* Begin DATA LISTING *

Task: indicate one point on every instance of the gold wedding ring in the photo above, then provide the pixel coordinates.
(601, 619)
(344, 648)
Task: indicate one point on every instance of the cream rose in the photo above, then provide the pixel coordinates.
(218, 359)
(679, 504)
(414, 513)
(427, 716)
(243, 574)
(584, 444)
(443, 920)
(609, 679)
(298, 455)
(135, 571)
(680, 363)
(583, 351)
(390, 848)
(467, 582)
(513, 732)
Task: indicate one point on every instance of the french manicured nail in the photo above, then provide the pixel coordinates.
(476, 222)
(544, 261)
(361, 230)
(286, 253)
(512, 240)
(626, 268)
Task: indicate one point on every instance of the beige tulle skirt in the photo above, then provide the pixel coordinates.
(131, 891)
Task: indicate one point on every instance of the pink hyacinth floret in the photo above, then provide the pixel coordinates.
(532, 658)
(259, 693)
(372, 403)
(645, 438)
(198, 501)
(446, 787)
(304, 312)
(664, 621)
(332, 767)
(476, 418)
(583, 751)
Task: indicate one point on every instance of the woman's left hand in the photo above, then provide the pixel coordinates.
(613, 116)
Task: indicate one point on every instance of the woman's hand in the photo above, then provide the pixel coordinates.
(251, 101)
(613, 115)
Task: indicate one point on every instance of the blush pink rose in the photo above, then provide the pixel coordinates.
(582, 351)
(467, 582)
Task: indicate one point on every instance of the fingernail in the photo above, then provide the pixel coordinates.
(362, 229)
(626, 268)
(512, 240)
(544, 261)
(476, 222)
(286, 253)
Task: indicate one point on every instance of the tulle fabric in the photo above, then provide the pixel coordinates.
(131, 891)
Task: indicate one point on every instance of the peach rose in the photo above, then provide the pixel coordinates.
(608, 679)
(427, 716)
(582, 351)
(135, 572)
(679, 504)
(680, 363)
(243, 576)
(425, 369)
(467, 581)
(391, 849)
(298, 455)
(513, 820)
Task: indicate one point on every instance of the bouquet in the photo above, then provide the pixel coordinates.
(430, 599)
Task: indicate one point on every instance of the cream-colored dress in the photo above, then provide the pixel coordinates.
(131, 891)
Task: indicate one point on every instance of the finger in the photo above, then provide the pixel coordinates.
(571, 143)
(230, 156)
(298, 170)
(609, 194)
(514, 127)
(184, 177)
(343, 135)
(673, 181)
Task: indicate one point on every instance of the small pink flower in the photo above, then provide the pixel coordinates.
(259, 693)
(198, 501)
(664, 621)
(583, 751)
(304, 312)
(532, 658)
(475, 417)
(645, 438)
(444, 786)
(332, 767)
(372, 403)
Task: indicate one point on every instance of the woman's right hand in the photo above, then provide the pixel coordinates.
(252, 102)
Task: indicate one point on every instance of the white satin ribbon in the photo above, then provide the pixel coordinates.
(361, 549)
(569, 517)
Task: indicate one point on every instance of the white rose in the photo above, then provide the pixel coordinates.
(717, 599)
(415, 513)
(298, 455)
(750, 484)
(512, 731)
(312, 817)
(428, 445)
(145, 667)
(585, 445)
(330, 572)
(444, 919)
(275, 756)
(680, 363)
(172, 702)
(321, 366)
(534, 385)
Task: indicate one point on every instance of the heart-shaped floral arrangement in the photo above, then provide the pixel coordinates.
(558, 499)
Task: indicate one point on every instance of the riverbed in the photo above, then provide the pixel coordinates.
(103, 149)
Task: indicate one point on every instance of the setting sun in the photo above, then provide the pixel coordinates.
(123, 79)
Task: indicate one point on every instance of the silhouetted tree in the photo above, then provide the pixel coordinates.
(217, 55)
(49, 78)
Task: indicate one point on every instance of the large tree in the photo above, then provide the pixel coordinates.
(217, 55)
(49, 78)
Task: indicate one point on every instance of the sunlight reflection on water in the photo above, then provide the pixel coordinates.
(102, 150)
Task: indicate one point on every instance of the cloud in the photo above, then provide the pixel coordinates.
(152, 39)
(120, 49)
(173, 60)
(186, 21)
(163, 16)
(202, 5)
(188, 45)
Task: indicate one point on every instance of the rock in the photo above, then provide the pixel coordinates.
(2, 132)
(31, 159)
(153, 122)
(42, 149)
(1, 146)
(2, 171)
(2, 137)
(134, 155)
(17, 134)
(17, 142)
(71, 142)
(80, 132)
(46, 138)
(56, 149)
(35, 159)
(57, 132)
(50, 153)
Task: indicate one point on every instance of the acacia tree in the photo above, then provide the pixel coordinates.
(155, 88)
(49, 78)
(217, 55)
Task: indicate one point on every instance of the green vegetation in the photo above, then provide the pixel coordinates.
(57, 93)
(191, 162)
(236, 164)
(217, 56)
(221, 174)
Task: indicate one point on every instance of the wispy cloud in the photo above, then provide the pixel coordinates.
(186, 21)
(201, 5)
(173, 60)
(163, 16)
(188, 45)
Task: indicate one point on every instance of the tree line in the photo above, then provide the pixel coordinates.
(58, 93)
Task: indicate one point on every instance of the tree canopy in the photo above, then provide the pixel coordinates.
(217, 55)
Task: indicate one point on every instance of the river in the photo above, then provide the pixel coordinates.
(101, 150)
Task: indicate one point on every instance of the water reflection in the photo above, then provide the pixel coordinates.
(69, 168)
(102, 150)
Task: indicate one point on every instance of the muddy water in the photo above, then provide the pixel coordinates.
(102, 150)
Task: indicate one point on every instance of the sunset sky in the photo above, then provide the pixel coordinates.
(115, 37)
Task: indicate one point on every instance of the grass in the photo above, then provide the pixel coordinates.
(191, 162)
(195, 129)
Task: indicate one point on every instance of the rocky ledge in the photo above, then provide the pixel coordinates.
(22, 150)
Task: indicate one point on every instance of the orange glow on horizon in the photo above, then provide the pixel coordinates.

* End DATA LISTING *
* Begin DATA LISTING *

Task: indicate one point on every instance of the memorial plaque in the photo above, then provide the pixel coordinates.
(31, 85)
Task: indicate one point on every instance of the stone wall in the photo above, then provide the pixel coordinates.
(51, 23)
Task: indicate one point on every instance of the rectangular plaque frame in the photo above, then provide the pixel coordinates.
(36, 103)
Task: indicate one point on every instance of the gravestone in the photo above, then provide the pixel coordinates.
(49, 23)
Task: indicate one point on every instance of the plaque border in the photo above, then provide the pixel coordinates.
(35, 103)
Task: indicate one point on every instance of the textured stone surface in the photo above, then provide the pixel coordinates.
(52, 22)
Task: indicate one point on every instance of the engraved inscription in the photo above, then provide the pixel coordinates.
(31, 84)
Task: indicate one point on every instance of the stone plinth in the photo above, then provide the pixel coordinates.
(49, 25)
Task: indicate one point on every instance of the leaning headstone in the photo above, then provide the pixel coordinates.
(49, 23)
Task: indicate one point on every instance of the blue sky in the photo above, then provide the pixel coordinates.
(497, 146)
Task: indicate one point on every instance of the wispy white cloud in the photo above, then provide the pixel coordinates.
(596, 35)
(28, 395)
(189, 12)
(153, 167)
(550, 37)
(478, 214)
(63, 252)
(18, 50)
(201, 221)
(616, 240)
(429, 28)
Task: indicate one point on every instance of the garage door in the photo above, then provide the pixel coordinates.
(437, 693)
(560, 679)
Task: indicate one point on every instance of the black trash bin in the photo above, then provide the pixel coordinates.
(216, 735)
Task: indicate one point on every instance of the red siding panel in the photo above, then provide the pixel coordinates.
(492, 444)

* End DATA LISTING *

▶ **WRITTEN TASK**:
Gather every line from the items above that contains the word "wispy". Matches are case-sensitive.

▶ **ANSWER**:
Task: indicate one point on every instance of the wispy cloud in the photo above, then provide the pixel coordinates.
Task: indicate one point on every instance of the wispy white cloud in the photo above, then provide the pixel coordinates.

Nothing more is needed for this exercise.